**Selected extract:**
──────

SLR: ‘Cowardly White’ John Bredenkamp, one of Africa’s mysteries, has slipped away

John Bredenkamp, one of Zimbabwe’s richest people, was a controversial millionaire businessman who captained the national rugby side before independence. ZimLive notes: Bredenkamp was the subject of US sanctions for his role in human rights violations and economic plunder. “Bredenkamp gained considerable clout in the political and economic affairs of Zimbabwe, and is believed to have been a key donor for the ruling Zanu PF party. It was claimed that he twice sought to facilitate the early retirement of the late former President Robert Mugabe in 2004 and his replacement by Emmerson Mnangagwa, who eventually seized power in a military coup in 2017,” it reports. Zimbabwe’s NewsDay reports that Bredenkamp exploited opportunities early, running Rhodesian tobacco past United Nations embargoes, using a network of complex barter deals to buy guns and ammunition for the Rhodesian armed forces. South African columnist Simon Lincoln Reader reflects on one of Africa’s great mysteries. – Jackie Cameron

By Simon Lincoln Reader* 

One of Africa’s great mysteries slipped quietly into Thursday’s night.

At the time of writing not much is known about John Bredenkamp’s death but the event has not passed unnoticed. For Bredenkamp, a life’s worth of serious allegations was always going to make it difficult, if not impossible, for any truth to emerge – whatever form it chooses to take. But here the truth isn’t accessed via a series of frank confessions – it comes only through a willingness to glimpse into the dark confluence of identity, belonging, survival, opportunity and violence.

──────

**Raw data:**
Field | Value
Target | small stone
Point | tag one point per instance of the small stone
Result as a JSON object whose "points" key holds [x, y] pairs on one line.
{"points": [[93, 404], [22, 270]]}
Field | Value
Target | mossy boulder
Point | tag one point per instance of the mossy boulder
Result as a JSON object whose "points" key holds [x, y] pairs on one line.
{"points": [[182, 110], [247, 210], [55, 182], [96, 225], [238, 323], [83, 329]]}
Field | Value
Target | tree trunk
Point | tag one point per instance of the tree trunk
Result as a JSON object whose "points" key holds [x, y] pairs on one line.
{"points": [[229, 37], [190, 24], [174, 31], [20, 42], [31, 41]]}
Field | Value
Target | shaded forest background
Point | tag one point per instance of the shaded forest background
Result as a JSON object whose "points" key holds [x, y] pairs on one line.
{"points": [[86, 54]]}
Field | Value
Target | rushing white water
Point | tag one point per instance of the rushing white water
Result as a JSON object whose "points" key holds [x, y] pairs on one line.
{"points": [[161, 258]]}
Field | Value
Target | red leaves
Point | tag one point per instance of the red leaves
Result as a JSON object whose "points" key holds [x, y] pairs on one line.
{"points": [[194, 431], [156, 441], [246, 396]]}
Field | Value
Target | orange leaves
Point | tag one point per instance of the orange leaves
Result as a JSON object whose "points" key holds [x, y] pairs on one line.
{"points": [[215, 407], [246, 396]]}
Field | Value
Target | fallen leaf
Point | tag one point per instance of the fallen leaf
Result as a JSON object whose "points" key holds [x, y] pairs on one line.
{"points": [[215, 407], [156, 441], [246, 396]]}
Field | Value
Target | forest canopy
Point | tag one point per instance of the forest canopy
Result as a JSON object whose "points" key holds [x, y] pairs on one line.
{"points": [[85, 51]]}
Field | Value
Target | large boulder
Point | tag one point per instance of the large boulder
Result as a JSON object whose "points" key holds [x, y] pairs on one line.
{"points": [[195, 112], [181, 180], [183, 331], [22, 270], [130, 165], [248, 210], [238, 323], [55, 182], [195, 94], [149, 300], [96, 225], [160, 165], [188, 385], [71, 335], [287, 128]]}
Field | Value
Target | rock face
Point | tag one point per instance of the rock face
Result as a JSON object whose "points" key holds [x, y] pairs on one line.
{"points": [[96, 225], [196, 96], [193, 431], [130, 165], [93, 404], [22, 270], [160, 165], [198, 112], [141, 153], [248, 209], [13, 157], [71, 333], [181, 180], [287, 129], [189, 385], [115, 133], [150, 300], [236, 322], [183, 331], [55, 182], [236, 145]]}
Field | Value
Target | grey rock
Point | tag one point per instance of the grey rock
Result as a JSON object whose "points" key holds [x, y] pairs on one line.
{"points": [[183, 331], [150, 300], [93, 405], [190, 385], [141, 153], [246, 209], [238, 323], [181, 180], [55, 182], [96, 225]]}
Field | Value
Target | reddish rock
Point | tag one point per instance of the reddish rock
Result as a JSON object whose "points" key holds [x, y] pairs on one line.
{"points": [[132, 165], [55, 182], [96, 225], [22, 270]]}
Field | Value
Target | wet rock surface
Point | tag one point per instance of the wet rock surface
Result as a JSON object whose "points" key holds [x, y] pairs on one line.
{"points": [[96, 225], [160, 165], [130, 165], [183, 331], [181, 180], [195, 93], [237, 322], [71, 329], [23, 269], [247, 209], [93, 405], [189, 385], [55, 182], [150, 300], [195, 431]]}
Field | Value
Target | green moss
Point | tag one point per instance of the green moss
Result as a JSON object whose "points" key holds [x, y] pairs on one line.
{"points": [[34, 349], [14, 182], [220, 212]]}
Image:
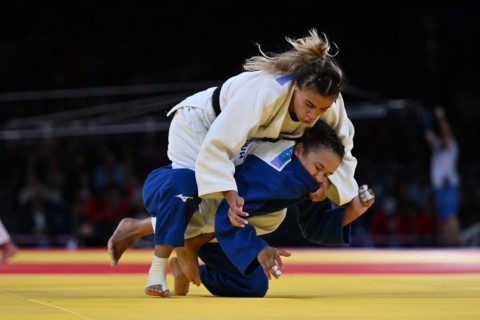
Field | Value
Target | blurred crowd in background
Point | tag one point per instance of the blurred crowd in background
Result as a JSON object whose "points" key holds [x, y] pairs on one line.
{"points": [[73, 190]]}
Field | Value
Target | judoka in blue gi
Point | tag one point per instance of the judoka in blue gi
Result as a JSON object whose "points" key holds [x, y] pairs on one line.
{"points": [[271, 176]]}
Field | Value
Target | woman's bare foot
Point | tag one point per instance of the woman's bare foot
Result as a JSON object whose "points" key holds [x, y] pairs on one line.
{"points": [[128, 230], [188, 263], [156, 290], [181, 282]]}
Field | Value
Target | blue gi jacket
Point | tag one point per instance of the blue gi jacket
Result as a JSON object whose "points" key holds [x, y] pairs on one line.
{"points": [[266, 190]]}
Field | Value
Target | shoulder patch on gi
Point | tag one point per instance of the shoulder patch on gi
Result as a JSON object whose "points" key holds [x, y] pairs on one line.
{"points": [[276, 154]]}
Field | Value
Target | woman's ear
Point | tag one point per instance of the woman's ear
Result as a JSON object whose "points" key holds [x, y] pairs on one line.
{"points": [[298, 148]]}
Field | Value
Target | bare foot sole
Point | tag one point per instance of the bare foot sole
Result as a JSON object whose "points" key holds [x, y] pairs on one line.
{"points": [[188, 262], [181, 282], [157, 291], [122, 238]]}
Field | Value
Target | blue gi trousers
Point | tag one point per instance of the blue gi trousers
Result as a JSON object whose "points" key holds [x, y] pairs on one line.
{"points": [[222, 278]]}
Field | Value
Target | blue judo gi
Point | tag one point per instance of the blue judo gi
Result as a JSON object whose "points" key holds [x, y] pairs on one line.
{"points": [[268, 184]]}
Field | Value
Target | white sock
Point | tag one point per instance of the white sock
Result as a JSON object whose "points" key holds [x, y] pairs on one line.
{"points": [[158, 273]]}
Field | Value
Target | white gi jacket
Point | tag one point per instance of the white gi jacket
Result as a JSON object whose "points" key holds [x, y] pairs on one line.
{"points": [[255, 105]]}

──────

**Tasks:**
• a. In the Bredenkamp article, in what year did Emmerson Mnangagwa seize power in a military coup?
• b. List every element that the Bredenkamp article names as part of the "dark confluence."
• c. Translate this sentence from the Bredenkamp article into Spanish: "One of Africa’s great mysteries slipped quietly into Thursday’s night."

**Final answers:**
• a. 2017

• b. identity, belonging, survival, opportunity, violence

• c. Uno de los grandes misterios de África se deslizó silenciosamente en la noche del jueves.